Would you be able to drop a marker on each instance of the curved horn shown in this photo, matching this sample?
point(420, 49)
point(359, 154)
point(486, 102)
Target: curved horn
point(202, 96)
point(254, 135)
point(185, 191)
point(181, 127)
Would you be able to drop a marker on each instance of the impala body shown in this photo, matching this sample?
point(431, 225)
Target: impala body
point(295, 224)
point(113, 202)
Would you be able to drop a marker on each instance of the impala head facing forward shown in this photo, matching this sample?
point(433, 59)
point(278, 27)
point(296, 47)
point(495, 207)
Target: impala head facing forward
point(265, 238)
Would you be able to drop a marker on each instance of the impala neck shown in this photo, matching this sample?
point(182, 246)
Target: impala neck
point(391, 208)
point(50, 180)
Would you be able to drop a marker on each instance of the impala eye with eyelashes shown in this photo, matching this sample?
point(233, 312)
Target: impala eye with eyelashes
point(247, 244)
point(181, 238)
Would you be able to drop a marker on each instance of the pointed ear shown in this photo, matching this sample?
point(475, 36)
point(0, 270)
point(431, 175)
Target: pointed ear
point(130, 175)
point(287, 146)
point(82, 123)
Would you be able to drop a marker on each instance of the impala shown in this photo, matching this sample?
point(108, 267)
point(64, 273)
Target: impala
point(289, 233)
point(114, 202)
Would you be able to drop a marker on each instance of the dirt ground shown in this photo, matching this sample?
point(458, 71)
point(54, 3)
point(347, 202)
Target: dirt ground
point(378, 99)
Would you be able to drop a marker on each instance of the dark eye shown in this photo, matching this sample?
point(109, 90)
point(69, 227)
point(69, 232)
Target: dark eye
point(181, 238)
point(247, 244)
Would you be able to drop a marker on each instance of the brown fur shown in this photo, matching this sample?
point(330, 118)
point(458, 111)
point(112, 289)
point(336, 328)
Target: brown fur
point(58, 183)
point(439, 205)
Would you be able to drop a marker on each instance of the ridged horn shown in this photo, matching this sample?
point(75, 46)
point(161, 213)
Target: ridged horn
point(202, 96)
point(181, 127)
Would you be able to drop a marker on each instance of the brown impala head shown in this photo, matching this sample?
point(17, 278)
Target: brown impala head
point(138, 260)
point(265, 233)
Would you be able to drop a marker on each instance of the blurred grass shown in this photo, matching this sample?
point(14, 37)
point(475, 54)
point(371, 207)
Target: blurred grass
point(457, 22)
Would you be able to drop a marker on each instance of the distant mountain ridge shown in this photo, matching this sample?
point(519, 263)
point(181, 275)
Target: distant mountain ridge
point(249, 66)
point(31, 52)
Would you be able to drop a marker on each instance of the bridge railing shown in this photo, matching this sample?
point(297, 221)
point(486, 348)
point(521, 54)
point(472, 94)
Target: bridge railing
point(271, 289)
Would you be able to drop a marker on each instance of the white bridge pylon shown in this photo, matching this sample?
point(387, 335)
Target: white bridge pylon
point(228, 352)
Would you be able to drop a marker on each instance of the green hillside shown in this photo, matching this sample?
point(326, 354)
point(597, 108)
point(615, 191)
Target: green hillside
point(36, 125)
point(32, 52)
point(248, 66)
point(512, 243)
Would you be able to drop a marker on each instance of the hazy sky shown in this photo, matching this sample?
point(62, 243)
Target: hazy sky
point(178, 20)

_____

_Written problem_
Revise the lines from the one containing "pylon shown in this photo, matching this sample?" through the last line, replacing "green hillside" with "grassy slope" and leaving everything else unchanged. Give only those lines.

_Answer below_
Would you be able to drop a marker on each instance of the white bridge pylon shown in this photo, matching this sample?
point(387, 335)
Target: white bridge pylon
point(228, 352)
Would you be able to drop a marker on each instance of the grassy slope shown in this photo, matching this sample?
point(326, 354)
point(597, 108)
point(615, 191)
Target: grassy slope
point(36, 125)
point(32, 52)
point(248, 66)
point(512, 243)
Would you be able to drop a marker on each instance of the hazy sky shown in this photo, matching this sample?
point(62, 243)
Target: hazy sky
point(178, 20)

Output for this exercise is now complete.